Ulaan-Uul ( = red mountain) is a sum of Khövsgöl aimag. The area is close to 10,000 km2. In 2000, Ulaan-Uul had a population of 3,726 people, mainly Darkhad. The sum center, officially named Tögöl (), is located 171 km north-north-west of Mörön and 942 km from Ulaanbaatar.

History 

The Ulaan-Uul sum was formed from the bigger part of Bayanzürkh sum in 1933. From 1956 to 1990, it was the seat of the Jargalant Amidral negdel.

Economy 

In 2004, there were about 72,000 heads of livestock, among them 23,000 goats, 24,000 sheep, 17,000 cattle, yaks, and khainags, 7,000 horses, and 216 camels.

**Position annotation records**
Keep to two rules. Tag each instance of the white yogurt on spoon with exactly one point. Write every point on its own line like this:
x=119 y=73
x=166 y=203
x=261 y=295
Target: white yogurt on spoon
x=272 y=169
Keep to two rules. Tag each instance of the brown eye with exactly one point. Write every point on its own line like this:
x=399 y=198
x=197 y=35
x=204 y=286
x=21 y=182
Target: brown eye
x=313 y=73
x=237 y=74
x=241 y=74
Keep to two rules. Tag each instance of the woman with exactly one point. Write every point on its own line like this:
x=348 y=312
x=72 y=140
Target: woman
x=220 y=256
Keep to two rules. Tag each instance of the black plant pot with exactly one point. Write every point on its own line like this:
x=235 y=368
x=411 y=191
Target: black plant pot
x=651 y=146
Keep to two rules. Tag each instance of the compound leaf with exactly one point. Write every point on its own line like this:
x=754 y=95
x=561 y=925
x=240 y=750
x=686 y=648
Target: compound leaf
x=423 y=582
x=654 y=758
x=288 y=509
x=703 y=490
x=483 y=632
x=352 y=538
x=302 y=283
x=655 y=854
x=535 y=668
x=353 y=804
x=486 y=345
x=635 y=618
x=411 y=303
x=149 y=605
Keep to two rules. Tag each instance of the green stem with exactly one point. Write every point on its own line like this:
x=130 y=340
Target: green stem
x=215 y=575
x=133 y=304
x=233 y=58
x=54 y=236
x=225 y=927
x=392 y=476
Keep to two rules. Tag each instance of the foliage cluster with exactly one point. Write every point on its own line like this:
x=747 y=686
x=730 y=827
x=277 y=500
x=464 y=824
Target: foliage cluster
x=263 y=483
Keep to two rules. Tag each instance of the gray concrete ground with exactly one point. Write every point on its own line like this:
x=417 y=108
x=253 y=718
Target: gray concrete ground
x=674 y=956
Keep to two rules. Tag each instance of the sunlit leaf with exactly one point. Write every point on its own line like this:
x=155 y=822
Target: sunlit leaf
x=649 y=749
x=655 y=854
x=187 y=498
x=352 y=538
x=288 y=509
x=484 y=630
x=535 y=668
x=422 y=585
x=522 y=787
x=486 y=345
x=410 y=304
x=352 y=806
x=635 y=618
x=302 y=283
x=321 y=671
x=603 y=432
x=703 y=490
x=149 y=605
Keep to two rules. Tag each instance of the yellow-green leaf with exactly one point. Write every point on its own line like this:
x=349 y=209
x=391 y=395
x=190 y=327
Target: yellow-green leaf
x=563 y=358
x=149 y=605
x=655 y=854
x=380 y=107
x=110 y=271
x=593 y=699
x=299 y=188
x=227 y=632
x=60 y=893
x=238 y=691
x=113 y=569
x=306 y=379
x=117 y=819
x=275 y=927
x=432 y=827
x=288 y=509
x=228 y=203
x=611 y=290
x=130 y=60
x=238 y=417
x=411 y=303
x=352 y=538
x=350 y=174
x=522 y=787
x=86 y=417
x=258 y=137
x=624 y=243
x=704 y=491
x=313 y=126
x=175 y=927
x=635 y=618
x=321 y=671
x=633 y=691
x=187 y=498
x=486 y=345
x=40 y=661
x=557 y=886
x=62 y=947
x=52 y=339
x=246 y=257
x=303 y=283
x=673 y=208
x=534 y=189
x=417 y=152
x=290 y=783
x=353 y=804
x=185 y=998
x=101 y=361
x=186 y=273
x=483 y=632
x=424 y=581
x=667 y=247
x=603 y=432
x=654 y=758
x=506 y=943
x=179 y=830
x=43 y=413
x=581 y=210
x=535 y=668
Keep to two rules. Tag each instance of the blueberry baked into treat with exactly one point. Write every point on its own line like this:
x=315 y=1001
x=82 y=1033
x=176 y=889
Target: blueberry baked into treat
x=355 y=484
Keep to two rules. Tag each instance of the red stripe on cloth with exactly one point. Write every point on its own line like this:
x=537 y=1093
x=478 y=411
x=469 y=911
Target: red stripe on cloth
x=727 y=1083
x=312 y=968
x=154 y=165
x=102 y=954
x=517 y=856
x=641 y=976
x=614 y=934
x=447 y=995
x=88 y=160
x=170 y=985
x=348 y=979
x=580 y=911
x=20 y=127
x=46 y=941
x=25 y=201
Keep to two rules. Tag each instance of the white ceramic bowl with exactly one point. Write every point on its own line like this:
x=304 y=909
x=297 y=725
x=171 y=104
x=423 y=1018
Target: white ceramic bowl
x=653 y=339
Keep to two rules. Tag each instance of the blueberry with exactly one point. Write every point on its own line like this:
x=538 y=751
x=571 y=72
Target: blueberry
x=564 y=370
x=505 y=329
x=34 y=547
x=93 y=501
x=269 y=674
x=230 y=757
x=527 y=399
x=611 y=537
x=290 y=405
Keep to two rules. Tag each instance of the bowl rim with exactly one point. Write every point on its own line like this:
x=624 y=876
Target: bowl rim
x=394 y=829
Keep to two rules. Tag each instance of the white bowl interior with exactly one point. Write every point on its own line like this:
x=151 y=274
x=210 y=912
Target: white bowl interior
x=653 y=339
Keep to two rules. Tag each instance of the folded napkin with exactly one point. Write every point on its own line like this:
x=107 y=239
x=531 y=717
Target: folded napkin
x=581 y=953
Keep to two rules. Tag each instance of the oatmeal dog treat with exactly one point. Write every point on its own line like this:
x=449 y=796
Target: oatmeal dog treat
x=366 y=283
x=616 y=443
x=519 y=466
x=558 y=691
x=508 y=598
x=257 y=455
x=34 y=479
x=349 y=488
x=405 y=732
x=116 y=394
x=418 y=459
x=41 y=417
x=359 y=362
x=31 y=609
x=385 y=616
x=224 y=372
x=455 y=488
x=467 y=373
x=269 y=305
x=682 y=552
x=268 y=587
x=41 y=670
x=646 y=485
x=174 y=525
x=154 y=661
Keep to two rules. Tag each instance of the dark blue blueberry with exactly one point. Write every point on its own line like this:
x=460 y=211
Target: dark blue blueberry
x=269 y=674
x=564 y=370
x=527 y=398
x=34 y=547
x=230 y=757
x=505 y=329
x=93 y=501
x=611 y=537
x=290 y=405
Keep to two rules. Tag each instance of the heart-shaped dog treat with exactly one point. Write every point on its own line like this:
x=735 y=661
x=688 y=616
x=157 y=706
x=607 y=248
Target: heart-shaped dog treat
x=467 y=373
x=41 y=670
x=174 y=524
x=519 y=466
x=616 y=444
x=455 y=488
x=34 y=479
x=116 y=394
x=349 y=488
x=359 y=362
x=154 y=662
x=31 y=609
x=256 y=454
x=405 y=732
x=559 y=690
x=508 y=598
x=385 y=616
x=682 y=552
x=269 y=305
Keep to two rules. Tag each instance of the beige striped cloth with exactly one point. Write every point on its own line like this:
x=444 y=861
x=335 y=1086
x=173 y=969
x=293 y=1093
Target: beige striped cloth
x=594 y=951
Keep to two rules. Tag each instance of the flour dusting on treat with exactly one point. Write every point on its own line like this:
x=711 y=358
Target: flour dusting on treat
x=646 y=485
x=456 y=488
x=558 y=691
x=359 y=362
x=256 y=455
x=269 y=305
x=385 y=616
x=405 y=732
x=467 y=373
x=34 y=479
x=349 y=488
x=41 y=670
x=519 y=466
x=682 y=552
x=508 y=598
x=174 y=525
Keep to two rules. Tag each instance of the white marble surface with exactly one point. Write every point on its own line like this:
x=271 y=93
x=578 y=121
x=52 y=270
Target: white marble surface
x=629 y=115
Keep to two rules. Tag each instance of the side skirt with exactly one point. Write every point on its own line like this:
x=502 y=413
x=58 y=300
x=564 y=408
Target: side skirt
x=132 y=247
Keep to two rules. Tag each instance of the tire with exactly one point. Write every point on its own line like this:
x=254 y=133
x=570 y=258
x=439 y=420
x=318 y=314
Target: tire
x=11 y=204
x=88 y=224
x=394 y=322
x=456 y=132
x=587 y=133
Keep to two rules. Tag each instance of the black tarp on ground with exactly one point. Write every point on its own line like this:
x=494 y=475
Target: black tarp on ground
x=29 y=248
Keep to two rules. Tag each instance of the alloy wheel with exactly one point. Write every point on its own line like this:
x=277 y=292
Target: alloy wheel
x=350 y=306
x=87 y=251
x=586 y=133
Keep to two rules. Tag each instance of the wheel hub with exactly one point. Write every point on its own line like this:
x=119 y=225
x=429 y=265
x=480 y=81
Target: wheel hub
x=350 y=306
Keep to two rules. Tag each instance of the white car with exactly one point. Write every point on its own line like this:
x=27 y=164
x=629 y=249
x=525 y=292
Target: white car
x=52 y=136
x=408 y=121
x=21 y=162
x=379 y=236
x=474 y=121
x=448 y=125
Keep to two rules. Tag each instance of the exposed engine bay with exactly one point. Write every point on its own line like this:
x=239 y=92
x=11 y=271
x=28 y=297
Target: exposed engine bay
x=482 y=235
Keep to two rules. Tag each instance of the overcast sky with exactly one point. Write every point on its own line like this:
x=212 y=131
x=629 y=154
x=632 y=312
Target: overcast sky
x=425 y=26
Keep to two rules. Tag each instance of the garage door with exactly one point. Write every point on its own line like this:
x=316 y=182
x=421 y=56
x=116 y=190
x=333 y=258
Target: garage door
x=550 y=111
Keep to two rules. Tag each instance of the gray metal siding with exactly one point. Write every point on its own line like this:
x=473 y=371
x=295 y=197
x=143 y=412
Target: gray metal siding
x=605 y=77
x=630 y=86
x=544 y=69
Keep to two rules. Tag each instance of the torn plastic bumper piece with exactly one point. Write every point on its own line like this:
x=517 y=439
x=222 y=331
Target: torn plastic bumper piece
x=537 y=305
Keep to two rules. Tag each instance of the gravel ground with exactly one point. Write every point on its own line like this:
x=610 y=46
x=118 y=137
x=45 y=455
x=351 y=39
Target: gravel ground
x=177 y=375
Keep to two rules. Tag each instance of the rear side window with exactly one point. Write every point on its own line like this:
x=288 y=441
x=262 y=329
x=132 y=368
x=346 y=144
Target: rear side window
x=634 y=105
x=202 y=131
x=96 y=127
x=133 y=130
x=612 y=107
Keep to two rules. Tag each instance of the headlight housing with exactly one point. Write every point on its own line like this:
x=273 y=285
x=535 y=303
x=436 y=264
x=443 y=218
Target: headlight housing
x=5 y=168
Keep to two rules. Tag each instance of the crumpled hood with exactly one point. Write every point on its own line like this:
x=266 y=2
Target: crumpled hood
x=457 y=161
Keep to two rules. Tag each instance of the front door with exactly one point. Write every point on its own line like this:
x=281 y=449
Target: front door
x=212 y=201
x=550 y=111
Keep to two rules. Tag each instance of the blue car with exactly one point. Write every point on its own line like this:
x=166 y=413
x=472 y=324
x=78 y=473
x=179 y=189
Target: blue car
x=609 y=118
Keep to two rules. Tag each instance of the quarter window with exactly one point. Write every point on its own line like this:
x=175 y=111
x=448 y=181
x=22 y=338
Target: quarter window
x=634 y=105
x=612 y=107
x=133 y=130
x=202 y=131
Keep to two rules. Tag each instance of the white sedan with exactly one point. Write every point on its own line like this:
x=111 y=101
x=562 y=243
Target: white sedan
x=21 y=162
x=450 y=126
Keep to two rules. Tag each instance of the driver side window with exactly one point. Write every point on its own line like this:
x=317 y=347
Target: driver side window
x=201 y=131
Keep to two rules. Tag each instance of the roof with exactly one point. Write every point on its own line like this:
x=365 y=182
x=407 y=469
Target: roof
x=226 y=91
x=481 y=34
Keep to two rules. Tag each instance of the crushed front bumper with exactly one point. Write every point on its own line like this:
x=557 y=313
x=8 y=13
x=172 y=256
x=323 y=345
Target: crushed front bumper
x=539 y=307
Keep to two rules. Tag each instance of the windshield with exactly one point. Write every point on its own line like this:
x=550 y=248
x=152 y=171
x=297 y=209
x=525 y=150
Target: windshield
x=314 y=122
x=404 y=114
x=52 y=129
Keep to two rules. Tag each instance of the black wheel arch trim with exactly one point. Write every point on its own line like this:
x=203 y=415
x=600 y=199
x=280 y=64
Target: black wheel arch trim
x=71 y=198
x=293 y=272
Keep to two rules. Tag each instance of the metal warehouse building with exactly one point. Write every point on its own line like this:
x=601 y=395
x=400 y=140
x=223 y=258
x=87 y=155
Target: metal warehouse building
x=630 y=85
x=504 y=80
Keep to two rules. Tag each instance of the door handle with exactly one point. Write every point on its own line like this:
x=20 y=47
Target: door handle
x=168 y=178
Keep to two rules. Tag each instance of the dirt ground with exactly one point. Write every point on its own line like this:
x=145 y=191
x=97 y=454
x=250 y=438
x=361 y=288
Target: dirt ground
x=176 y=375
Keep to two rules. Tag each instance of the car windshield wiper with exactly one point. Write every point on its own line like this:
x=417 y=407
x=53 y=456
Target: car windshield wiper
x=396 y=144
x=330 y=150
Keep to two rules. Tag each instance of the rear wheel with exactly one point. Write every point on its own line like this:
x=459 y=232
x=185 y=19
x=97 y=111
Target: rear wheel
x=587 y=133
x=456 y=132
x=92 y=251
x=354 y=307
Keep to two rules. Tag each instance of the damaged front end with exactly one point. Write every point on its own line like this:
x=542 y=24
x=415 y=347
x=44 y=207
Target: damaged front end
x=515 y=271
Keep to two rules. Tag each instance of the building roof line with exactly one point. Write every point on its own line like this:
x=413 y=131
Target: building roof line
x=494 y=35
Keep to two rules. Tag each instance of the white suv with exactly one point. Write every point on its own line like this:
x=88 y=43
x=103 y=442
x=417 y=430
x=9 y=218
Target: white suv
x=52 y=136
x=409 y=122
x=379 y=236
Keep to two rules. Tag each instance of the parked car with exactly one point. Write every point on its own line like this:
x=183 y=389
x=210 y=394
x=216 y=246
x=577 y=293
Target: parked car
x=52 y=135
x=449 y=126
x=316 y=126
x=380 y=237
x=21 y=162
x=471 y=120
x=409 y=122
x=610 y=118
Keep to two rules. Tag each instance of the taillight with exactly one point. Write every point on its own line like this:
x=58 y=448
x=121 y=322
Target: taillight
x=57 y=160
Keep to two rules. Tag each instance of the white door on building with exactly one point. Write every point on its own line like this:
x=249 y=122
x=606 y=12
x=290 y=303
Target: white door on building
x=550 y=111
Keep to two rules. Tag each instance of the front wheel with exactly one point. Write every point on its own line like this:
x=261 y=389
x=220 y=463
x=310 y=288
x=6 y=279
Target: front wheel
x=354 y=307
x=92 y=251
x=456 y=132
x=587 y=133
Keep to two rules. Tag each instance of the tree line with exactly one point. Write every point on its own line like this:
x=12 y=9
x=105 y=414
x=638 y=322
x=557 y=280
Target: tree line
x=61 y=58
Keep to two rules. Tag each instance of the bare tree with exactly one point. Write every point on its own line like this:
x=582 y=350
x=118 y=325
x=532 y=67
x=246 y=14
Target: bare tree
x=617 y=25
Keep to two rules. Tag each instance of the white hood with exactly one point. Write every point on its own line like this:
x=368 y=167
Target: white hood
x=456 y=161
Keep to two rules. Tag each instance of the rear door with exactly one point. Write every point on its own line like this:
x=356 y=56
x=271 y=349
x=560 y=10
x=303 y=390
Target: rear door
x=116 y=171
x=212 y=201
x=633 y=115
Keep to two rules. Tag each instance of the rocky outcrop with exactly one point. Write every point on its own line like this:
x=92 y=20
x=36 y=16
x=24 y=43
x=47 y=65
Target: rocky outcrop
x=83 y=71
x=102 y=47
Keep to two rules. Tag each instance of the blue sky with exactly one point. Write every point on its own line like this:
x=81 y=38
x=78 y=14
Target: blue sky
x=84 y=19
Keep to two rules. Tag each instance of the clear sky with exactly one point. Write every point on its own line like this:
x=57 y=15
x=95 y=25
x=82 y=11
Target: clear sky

**Tasks and exercises**
1/ In the Ulaan-Uul text, how far is the sum center from Ulaanbaatar?
2/ Using the Ulaan-Uul text, decide whether each statement holds: (a) In 2000 the population was mainly Darkhad. (b) In 2004 there were more goats than sheep. (c) The sum center is officially named Tögöl. Answer yes or no for each and quote the deciding words.
3/ According to the Ulaan-Uul text, how did the sum come into being, and what did it serve as from 1956 to 1990?
Answer from the Ulaan-Uul text alone.

**Results for each task**
1/ 942 km.

2/
(a) Yes: "mainly Darkhad".
(b) No: "23,000 goats, 24,000 sheep".
(c) Yes: "officially named Tögöl".

3/ Ulaan-Uul sum was formed in 1933 from the bigger part of Bayanzürkh sum. From 1956 to 1990 it was the seat of the Jargalant Amidral negdel.